> _READING TEXT_
[start]
Cultural heritage

The artistic heritage of the 15th to 20th centuries

Dugi Rat artistic heritage

The invading Turks fortunately spared Lower Poljica from total destruction, but after 1699 and 1715 AD they moved further inland and conditions then favoured the renovation and resettlement of the villages. The population increased and economy strengthened. The villages of Lower Poljica were built where the flysch slopes meet the upper mountain cliffs. Here the inhabitants were able to grow crops and to keep cattle. There was virtually no connection with the sea until the end of the 19th century. The land was not much worked in Jesenice and Duće since most of it belonged to noble families in the neighbouring towns of Split and Omiš and to the Archbishopric of Split. The villages were therefore forced to make very economical use of the space and to preserve carefully the fertile soil. The settlements were crowded and the houses lay in close rows below the mountain in larger or smaller groups and with various orientations, but mostly in an east-west direction, so that the front facades faced south. The pitched roofs were covered with stone slabs, sometimes white-washed and with occasional luminaries. Over the course of time the hoses were improved in certain ways. The oldest houses were close by the mountainside and used the terrain as part of their structure. The rear side was therefore truncated, being next to the slope of the mountain, which served as a passage into the upper floor of the house. In some earlier examples, the houses were placed at right-angles to the contour of the mountain, with their gables facing south. They were constructed from irregular, roughly worked stones of variable size. The lower sections of the walls were thicker and were made of larger boulders. The occasional doors and windows were irregular and bore no relation to one another. The frames were made from large pieces of stone an on the ground floor the lintels were often massive. Some had gently rounded wooden lintels. One house in Jesenice has the year 1740 carved into lintel.

The architecture of the old houses

The architecture of the old houses

Houses began to take a different form towards the end of the 18th century. The larger buildings were built facing southwards, the stone-work became more refined and construction was more regular. Windows and doors were given proper frames and were placed more harmoniously, and the houses were more spacious. Entrance to the upper storey was by an outside staircase. When a house had two storeys, the upper floor was reached by an internal wooden staircase. The houses all had a similar layout inside: the ground floor was used for utilitarian purposes (as storage space and, rarely, to keep cattle). The upper floor served as living space, while the kitchen consisted of a separate ground-floor room, either connected to, or leaning against the main part of the house. Around the house there would be other buildings fulfilling the functions of daily life, often forming a courtyard. Groups of individual families lived together harmoniously. Their houses were connected by narrow winding streets, stairways and passages, many of which were paved with pebbles or stone slabs of various sizes. There are such groupings of houses in each village, for example the houses of the Lozić family in Krug and of the Vojnović family in Duće, both built during the 18th and 19th century. As the families prospered and expanded, so also their groups of houses were enlarged. During this period the environment was gradually tamed: the flysch slopes ‘comprising a compacted sand-bearing shale) were restrained with stone walls and the ditches and water-courses were controlled. Grazing areas were defined within long stone walls, and wider tracks were constructed, joining villages near and far. We have no definite information indicating when the churches in Jesenice, Krug, Zeljovići and Duće were originally built. They are all mentioned in documents describing visits to the area by Archbishop Stjepan Cupilli in 1711, but it is not clear whether the churches were 16th and 17th century improvements of chapels dating from the Middle Ages, or whether they were constructed in their present forms after Poljica ceased to recognise government by the Turks. The churches of St. Stephen (St. Stjepan or Sustipan), St. Andrew on Oblik and St. Maximus on the hill above Krug were certainly built during the Middle Ages. The church of St. Andrew id mentioned in the Statute of Poljica of 1676 AD as marking the frequently disputed boundary between the villages of Jesenice and Tugare.
[end]
> _THINGS TO DO_
A - Name every church that the Dugi Rat heritage text says was certainly built during the Middle Ages.
B - Answer from the Dugi Rat heritage text:
(i) What year is carved into the lintel of one house in Jesenice?
(ii) Which archbishop's visits to the area in 1711 are described in the documents that mention the churches?
(iii) In what year was the Statute of Poljica that mentions the church of St. Andrew?
C - Write a continuation of the Dugi Rat heritage text, starting after its last sentence.

> _DATASET RECORDS_
[start]
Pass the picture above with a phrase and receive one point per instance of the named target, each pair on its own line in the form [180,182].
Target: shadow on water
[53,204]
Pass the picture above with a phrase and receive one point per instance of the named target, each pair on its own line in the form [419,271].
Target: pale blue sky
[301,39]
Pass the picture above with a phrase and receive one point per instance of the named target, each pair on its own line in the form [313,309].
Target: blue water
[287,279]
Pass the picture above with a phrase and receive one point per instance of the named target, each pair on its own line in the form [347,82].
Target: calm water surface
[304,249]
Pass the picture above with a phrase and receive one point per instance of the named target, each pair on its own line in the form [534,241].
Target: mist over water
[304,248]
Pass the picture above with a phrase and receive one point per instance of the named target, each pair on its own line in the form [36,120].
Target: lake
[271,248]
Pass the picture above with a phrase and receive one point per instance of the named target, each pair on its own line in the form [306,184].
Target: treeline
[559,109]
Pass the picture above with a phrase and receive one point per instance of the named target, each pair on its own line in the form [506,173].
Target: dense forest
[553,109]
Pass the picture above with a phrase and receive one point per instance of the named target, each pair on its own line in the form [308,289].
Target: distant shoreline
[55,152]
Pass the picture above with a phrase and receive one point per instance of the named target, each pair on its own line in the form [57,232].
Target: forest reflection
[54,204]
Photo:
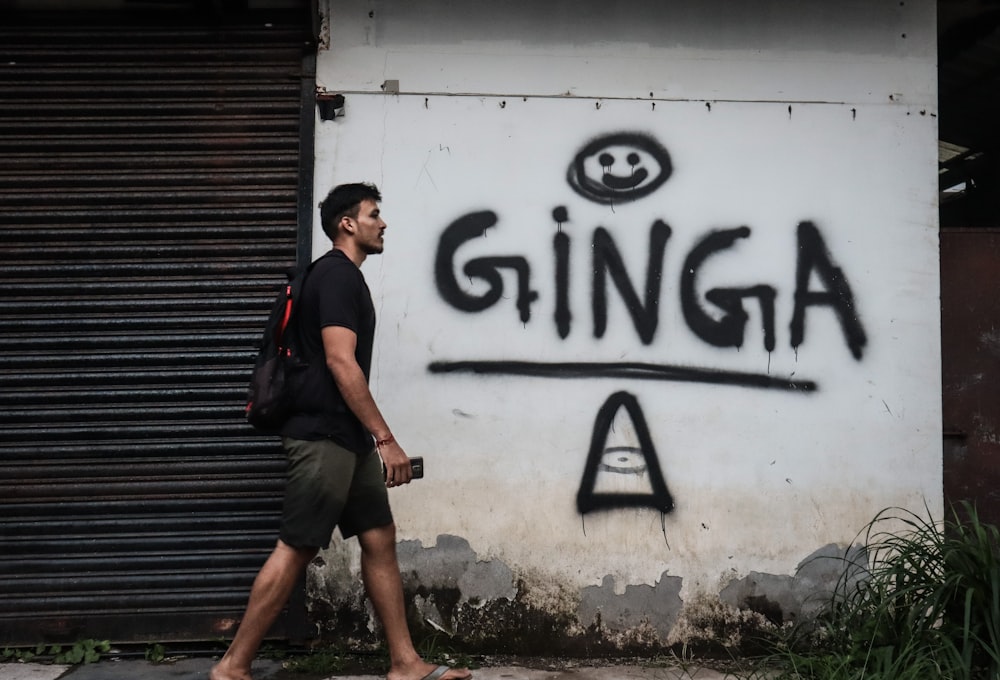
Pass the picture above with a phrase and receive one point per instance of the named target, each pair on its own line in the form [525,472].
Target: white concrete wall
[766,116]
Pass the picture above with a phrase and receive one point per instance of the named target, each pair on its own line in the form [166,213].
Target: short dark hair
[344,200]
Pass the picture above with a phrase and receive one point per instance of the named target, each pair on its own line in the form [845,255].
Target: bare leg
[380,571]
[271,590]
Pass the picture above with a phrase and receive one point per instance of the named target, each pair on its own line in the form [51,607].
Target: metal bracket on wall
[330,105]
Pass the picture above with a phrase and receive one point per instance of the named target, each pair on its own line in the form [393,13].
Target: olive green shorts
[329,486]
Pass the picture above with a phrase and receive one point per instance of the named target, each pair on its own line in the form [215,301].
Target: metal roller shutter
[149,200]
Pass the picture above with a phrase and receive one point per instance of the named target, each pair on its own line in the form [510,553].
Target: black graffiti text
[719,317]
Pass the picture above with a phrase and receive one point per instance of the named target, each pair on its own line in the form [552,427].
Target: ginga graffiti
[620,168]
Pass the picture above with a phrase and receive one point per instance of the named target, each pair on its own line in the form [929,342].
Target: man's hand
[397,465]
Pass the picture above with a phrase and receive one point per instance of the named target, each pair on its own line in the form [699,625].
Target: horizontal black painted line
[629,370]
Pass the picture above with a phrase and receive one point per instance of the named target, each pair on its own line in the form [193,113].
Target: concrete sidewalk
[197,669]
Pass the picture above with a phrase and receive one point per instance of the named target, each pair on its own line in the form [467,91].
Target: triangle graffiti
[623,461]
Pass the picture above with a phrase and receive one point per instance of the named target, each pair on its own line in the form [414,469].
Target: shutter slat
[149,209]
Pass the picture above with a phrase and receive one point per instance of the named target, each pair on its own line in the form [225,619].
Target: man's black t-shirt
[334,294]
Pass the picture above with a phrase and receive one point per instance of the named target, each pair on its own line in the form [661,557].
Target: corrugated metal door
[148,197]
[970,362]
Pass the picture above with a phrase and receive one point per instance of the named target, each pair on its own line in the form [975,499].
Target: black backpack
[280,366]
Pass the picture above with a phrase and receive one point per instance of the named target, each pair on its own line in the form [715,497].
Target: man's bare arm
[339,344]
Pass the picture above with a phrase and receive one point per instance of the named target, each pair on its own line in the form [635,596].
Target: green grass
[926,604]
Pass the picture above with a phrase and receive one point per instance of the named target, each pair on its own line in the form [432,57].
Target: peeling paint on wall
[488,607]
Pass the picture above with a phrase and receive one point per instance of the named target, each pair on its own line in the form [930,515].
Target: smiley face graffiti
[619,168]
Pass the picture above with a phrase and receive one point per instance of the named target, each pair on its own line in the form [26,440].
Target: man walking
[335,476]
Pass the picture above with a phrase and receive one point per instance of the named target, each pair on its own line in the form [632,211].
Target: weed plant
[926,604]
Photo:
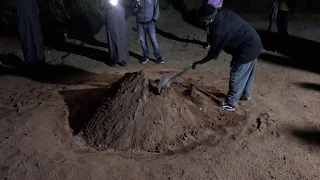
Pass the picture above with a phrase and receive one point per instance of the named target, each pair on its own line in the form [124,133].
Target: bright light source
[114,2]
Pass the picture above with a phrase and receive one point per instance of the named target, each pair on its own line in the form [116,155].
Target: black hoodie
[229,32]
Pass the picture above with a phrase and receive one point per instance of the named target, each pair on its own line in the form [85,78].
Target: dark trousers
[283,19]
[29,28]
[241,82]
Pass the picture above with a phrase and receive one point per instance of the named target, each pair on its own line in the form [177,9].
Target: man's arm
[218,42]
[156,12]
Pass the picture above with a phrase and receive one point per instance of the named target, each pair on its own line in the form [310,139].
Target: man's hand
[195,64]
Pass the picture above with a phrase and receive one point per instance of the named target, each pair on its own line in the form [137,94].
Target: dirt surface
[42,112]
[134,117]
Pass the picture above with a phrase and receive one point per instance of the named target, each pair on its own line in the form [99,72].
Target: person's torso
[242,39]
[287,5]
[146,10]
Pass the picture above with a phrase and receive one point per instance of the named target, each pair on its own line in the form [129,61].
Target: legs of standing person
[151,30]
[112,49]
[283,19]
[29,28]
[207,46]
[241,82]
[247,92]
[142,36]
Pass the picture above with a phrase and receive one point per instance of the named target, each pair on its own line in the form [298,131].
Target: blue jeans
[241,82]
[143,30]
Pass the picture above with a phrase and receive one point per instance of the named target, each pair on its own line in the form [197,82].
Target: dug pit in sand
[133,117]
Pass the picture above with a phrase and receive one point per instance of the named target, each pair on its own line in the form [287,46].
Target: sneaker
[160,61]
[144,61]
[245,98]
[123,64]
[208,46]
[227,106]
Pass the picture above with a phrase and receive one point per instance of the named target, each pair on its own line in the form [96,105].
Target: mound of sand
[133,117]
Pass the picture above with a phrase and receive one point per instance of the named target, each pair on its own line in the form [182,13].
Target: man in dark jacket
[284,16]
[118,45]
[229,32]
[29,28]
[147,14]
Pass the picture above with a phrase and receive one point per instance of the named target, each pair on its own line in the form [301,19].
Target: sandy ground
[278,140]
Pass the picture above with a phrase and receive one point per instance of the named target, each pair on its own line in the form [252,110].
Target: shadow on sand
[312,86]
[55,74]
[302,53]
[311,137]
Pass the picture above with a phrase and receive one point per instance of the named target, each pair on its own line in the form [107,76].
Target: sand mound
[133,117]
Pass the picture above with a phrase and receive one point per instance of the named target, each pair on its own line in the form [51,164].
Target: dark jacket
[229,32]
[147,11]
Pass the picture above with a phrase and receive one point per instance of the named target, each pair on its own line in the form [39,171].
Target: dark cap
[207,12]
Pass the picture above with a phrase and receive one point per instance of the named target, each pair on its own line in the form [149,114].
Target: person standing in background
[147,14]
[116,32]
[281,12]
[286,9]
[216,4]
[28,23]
[end]
[start]
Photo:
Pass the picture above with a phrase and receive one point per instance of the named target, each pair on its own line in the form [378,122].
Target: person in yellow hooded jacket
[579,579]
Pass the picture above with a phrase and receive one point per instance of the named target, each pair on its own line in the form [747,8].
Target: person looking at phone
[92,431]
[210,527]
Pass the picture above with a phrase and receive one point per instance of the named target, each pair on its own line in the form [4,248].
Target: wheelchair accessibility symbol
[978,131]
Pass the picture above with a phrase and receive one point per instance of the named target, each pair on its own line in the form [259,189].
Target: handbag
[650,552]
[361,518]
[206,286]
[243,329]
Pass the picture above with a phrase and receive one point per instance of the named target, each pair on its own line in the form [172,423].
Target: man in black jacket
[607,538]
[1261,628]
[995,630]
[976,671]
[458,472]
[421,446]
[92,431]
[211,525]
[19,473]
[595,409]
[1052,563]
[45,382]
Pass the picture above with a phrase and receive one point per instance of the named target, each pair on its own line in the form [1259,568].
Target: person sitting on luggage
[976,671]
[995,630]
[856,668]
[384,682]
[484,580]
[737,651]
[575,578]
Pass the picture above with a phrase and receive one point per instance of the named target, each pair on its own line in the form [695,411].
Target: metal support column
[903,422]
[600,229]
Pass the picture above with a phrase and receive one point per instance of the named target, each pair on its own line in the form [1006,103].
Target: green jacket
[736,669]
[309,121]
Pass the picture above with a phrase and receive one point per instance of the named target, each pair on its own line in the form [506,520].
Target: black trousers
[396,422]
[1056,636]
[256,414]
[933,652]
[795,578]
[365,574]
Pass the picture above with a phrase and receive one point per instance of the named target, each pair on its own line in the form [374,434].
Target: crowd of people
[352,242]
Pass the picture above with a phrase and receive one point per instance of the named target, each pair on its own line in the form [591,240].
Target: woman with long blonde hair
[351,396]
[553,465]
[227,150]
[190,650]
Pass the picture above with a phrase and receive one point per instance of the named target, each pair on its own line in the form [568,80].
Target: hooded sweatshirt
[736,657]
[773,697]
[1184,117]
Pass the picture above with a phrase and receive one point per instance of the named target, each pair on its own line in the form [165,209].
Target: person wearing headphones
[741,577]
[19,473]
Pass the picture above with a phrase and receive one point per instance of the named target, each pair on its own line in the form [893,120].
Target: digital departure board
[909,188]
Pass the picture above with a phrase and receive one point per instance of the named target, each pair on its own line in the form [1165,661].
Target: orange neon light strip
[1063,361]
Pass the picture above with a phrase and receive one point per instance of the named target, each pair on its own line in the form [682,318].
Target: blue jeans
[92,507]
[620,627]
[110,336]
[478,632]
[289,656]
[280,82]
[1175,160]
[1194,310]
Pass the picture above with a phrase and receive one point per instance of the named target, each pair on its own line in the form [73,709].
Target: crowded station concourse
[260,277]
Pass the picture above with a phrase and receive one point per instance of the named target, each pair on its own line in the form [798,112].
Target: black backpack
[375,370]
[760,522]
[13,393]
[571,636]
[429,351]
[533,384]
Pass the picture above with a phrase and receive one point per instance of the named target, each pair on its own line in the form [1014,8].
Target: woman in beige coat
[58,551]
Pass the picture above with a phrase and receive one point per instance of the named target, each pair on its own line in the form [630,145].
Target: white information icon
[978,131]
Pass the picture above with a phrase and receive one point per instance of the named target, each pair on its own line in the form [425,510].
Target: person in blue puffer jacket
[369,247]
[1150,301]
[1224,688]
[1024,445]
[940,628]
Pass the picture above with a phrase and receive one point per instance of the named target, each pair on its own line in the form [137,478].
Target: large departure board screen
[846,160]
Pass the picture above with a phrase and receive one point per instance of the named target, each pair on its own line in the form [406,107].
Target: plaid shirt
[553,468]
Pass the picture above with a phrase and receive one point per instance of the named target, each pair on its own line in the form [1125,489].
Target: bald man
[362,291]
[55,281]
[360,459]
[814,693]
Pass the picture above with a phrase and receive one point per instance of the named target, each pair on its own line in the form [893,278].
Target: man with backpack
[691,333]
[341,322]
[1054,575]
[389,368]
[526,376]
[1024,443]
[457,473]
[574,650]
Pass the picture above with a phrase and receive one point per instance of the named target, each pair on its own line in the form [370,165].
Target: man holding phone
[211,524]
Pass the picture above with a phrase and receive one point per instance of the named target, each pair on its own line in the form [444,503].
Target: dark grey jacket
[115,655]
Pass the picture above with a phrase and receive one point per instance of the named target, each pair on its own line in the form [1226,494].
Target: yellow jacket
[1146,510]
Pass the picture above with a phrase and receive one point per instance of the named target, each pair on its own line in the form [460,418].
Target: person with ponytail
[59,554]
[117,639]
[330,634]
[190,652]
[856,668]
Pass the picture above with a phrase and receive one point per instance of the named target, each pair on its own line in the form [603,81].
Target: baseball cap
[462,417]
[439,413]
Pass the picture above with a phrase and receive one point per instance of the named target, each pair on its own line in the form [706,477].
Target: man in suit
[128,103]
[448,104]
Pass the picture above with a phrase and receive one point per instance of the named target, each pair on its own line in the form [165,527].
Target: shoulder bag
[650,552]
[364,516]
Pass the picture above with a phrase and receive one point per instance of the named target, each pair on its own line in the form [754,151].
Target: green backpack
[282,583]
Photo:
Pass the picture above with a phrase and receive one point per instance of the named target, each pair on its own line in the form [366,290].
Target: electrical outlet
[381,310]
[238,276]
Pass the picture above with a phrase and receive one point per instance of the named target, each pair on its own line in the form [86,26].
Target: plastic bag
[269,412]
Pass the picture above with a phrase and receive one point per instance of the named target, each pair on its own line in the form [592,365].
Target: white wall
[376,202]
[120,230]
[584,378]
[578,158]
[end]
[start]
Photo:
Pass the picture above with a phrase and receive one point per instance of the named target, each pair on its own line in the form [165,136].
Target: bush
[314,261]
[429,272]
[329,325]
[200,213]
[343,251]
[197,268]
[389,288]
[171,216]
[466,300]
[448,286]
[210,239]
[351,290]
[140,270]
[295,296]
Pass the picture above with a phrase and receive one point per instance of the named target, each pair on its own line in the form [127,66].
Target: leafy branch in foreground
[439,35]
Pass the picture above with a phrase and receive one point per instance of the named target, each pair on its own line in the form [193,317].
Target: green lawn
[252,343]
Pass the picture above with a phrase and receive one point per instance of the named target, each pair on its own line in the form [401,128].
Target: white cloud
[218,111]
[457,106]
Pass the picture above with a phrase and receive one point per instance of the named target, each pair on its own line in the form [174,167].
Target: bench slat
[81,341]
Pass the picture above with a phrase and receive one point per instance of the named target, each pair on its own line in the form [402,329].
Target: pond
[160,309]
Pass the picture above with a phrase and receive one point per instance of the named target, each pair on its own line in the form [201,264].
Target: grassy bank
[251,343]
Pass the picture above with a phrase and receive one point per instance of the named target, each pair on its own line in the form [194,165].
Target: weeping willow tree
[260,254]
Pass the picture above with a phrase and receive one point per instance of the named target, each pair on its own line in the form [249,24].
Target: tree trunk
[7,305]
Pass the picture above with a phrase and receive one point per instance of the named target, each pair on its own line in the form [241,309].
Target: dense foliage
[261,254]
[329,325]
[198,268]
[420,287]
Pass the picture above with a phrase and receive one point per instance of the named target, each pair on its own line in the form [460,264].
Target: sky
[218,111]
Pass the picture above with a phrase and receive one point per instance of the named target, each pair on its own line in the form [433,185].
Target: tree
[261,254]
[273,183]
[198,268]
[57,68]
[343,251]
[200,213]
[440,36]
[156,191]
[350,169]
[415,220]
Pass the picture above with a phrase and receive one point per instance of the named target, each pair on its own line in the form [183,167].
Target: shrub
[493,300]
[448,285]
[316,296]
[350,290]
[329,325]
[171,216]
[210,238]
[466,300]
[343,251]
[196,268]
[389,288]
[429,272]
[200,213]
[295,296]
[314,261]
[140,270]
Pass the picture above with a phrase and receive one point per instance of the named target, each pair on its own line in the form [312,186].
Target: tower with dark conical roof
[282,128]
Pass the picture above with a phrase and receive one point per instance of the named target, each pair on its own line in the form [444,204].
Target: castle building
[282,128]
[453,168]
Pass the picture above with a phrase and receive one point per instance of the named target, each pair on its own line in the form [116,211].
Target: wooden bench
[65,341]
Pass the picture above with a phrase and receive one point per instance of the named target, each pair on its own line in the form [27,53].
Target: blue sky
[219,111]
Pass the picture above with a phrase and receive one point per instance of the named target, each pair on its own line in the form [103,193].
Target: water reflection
[end]
> _ANSWERS GIVEN_
A - St. Stephen (St. Stjepan or Sustipan), St. Andrew on Oblik, and St. Maximus on the hill above Krug.

B -
(i) 1740
(ii) Archbishop Stjepan Cupilli
(iii) 1676 AD

C -
Poljica 19th century


After the plunder, murder and suffering, life continued from the beginning of the 19th century on the principles which had applied in earlier times. Nevertheless, a process of gradual social and political change was under way. With the building of the road from Split to Omiš in 1856 and the establishment of steamship connections along the coast using new landing places at Krilo, Mali Rat and Orij, conditions were favourable for the inhabitants to turn to seamanship and trade. There was also a degree of emigration. A primary school opened in Jesenice in 1876. Wine-growing and the production of cherries for the wider markets of the Adriatic, then the commencement of industry – the factory at Dugi Rat was built in 1911. – all stimulated a movement of the population towards the sea. The patriarchal population became involved in new activities and in the trends and events of the wider region, resulting in a gradual withdrawal from the village way of life. In Jesenice, which was the first to engage in the trade and transport of winde to Trieste and Rijeka, the old village was abandoned at the end of the 19th century. Houses were built along the shore, not of an urban type, but nevertheless bearing a certain urban stylistic detail. The once completely deserted shore became a scene of isolated and individual construction, with no regulatory basis or plan. At the turn of the century the harbour settlement at Krilo compromised a row of harmonious houses carrying the newer stylistic markings. Examples extant are the Primorje Hotel, the houses of the Naranča and Ivanišević families, and of Kapić at Suhi Potok, Lozić and Brničević at Orij, Kadić at Dugi Rat and Petrić at Mali Rat. Especially noteworthy is the large house (now the Miramare Hotel) which belonged to Filip Petrić and was built by the shore in 1911. It is imbued with elements of the new style and the secession. These buildings formed the nuclei of future settlements. There was also building in the older settlements: in Jesenice the parish rectory has an expressly secessionist adornment and country character, set in well-tended gardens. The foundations of the settlement of Dugi Rat were laid with the building of the factory. Huge apartment blocks were constructed along the shore for its employees. The in-coming population also built houses and commercial buildings along the coastal roadside. Thus an industrial community gradually developed.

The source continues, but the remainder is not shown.